» Prompt
Below are entries. Pull out all lines containing "string".

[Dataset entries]

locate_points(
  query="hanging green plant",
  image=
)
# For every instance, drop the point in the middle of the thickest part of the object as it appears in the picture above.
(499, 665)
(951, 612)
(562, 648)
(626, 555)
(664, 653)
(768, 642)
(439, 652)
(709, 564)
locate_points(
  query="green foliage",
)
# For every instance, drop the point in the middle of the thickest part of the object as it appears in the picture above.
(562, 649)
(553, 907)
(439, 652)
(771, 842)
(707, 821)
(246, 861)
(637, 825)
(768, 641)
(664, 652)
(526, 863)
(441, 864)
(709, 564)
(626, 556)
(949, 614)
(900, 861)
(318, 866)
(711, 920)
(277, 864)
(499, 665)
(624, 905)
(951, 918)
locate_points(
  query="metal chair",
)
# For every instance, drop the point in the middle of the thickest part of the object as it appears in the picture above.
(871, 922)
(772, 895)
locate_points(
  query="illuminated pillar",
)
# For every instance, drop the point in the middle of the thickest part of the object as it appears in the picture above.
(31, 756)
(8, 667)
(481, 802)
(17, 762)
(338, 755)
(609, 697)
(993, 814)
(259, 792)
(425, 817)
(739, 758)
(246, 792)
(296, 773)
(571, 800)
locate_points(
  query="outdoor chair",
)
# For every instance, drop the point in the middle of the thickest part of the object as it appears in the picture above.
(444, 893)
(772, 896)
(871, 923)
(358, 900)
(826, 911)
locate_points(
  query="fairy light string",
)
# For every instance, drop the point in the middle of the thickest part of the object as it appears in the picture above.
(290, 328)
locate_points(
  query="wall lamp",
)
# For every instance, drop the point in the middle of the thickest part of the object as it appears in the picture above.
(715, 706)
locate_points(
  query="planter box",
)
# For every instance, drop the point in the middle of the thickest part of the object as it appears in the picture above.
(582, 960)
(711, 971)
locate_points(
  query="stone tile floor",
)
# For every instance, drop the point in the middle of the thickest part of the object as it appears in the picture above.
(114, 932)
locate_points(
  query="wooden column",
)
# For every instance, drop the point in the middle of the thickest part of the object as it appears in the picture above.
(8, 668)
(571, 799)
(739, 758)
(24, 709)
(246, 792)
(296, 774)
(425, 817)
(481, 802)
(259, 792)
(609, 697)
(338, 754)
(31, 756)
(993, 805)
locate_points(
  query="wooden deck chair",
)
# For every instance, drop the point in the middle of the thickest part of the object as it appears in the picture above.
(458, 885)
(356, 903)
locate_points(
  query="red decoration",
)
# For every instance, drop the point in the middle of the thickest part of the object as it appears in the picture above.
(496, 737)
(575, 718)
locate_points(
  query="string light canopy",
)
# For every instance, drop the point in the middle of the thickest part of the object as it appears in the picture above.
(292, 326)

» Written response
  query="fairy light string",
  query="string light canopy",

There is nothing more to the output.